» TASK OBJECTIVE
In the passage below about a visit to Mount Airy, why did the writer look up the call letters WPAQ? Answer in one to three sentences.

» SUPPLIED PASSAGE
----
We recently took the short drive from our home in Virginia to Mount Airy to visit the Andy Griffith Museum. It did not disappoint.

Historic Earle Theatre

Included with your museum admission, is admission to the Historic Earle Theatre located on Main Street in Mount Airy. Upon entering the theater, the first thing that caught my eye was an “ON AIR” light by the stage and pictures of radio station WPAQ.

The theatre even runs a video presentation about this radio institution, founded by its original owner Ralph Epperson, on Groundhog Day in 1948.

This year’s annual birthday celebration marked the station’s 72nd year of service to its listening area, which always includes a free concert at the Earle Theatre for its loyal listeners.

WPAQ

The first thing I Googled on my iPhone when I saw the call letters WPAQ was to find out what they stood for, as I could not imagine what they had to do with Mount Airy or North Carolina. Turns out, they really don’t stand for anything (much like America’s first commercially licensed radio station, KDKA in Pittsburgh).

In fact, Ralph Epperson said the station actually ran a listener contest to try and give the station a name that went with the call letters WPAQ, but nothing ever really seemed to fit. One listener suggested that they stood for “We Piddle Around Quietly,” but Epperson said that wasn’t what they were looking for.
----
» DATASET RECORDS

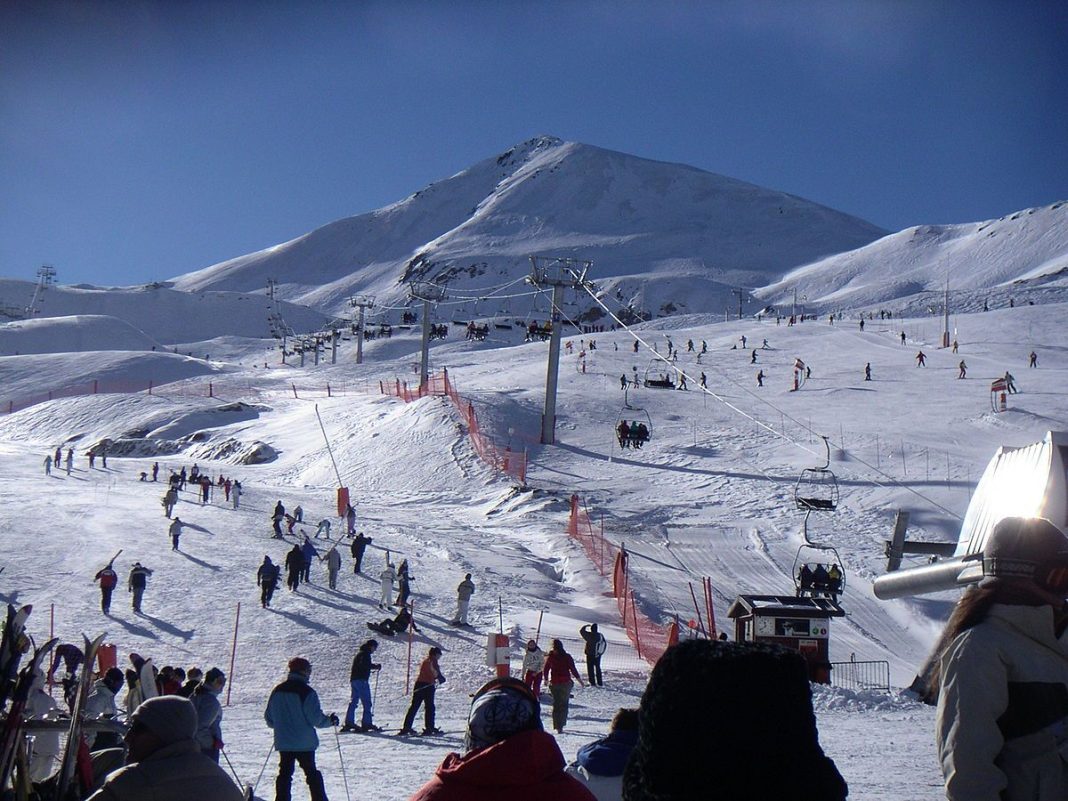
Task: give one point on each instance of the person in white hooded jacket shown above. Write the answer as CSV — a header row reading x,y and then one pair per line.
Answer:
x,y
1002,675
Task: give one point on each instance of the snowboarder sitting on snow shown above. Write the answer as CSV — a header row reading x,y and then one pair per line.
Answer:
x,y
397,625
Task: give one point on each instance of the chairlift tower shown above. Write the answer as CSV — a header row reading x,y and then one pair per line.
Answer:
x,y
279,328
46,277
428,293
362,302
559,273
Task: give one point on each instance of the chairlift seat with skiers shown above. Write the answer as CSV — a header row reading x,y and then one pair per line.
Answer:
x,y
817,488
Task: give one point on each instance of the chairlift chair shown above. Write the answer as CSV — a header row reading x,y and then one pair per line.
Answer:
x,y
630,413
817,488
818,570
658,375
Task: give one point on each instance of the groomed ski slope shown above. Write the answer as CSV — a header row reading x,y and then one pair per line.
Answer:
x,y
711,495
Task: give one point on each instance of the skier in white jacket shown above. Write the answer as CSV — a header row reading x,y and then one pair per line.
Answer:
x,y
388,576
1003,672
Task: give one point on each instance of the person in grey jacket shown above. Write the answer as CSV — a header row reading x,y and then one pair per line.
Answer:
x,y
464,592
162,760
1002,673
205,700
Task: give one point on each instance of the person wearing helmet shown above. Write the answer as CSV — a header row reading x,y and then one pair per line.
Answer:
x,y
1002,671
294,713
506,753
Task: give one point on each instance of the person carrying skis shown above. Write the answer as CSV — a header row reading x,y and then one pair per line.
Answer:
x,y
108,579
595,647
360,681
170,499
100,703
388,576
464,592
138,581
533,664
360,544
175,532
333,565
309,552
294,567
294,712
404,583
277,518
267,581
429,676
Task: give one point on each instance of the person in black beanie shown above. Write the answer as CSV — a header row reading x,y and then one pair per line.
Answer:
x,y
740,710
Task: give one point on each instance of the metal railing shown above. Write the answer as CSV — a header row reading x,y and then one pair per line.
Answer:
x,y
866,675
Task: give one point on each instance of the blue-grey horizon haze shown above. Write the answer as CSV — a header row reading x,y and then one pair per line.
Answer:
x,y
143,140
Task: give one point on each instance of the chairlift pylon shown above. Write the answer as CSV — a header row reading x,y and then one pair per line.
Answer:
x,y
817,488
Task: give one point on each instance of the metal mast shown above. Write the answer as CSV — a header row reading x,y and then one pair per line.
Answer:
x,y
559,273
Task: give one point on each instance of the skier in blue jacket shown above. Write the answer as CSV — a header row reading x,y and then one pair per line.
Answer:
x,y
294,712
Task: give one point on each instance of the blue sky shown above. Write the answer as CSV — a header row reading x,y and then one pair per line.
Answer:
----
» EXERCISE OUTPUT
The writer searched for what the call letters WPAQ stood for because they could not imagine what those letters had to do with Mount Airy or North Carolina. It turned out that the letters don't really stand for anything.